#### SUPPLIED MATERIAL
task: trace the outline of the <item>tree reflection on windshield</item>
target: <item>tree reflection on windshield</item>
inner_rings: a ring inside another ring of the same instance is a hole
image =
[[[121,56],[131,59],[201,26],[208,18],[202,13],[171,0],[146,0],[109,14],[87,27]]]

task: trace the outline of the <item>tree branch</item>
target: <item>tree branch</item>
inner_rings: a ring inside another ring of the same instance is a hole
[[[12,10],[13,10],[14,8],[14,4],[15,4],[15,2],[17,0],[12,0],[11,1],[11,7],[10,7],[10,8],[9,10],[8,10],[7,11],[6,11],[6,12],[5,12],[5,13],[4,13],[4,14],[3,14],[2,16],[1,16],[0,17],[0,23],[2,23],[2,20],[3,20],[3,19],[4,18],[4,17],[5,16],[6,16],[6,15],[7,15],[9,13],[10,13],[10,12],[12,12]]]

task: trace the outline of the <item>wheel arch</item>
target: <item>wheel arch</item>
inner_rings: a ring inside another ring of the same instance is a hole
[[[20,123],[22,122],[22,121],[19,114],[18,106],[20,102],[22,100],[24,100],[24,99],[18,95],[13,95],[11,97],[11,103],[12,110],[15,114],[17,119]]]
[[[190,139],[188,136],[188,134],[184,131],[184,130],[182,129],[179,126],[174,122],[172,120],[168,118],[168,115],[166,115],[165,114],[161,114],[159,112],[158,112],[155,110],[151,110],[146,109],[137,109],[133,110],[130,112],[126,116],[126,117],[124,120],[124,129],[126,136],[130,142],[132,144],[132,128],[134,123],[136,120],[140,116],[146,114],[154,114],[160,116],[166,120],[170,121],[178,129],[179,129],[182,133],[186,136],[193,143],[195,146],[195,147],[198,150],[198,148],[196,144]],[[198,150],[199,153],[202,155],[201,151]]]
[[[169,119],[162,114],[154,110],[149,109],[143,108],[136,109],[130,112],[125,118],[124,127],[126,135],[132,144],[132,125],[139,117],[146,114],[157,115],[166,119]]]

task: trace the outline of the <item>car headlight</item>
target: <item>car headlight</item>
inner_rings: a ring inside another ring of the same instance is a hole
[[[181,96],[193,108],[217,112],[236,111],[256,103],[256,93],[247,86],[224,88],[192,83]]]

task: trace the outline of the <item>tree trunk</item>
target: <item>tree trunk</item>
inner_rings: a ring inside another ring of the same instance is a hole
########
#### JOB:
Can you format every line of the material above as a JSON list of strings, with one string per line and the blank lines left out?

#### ANSWER FOR THIS EXERCISE:
[
  "task: trace the outline of the <item>tree reflection on windshield</item>",
  "target: <item>tree reflection on windshield</item>",
  "inner_rings: a ring inside another ring of the same instance is a hole",
  "image =",
  "[[[121,56],[131,59],[201,26],[208,18],[202,13],[171,0],[146,0],[109,14],[87,27]]]",
  "task: trace the outline of the <item>tree branch</item>",
  "target: <item>tree branch</item>",
  "inner_rings: a ring inside another ring of the same instance is a hole",
  "[[[12,10],[13,10],[14,8],[14,4],[15,4],[15,2],[17,0],[12,0],[11,1],[11,7],[10,7],[10,8],[9,10],[8,10],[7,11],[6,11],[6,12],[5,12],[5,13],[4,13],[4,14],[3,14],[2,16],[1,16],[0,17],[0,23],[2,23],[2,20],[3,20],[3,19],[4,18],[4,17],[5,16],[6,16],[6,15],[7,15],[9,13],[10,13],[10,12],[12,12]]]",
  "task: trace the outline of the <item>wheel arch</item>",
  "target: <item>wheel arch</item>",
  "inner_rings: a ring inside another ring of the same instance is a hole",
  "[[[20,123],[22,122],[22,121],[19,114],[18,106],[20,102],[22,100],[24,100],[24,99],[18,95],[13,95],[11,97],[11,103],[12,110],[15,114],[17,119]]]",
  "[[[190,139],[188,136],[188,134],[184,131],[184,130],[182,129],[179,126],[174,122],[172,120],[168,118],[168,115],[166,115],[165,114],[161,114],[159,112],[158,112],[155,110],[151,110],[146,109],[137,109],[133,110],[130,112],[126,116],[126,117],[124,120],[124,129],[126,136],[130,142],[132,144],[132,128],[134,123],[136,120],[140,116],[146,114],[154,114],[160,116],[166,120],[170,121],[178,129],[179,129],[182,133],[186,136],[193,143],[195,146],[195,147],[198,150],[198,148],[196,144]],[[198,150],[199,153],[202,155],[201,151]]]",
  "[[[169,119],[162,114],[154,110],[149,109],[143,108],[136,109],[130,112],[125,118],[124,127],[126,135],[132,144],[132,125],[139,117],[146,114],[157,115],[166,119]]]",
  "task: trace the outline of the <item>car headlight</item>",
  "target: <item>car headlight</item>",
  "inner_rings: a ring inside another ring of the same instance is a hole",
  "[[[181,96],[193,108],[217,112],[236,111],[256,103],[256,93],[247,86],[224,88],[192,83]]]",
  "task: trace the outline of the <item>tree trunk</item>",
  "target: <item>tree trunk</item>",
  "inner_rings: a ring inside another ring of the same instance is a hole"
]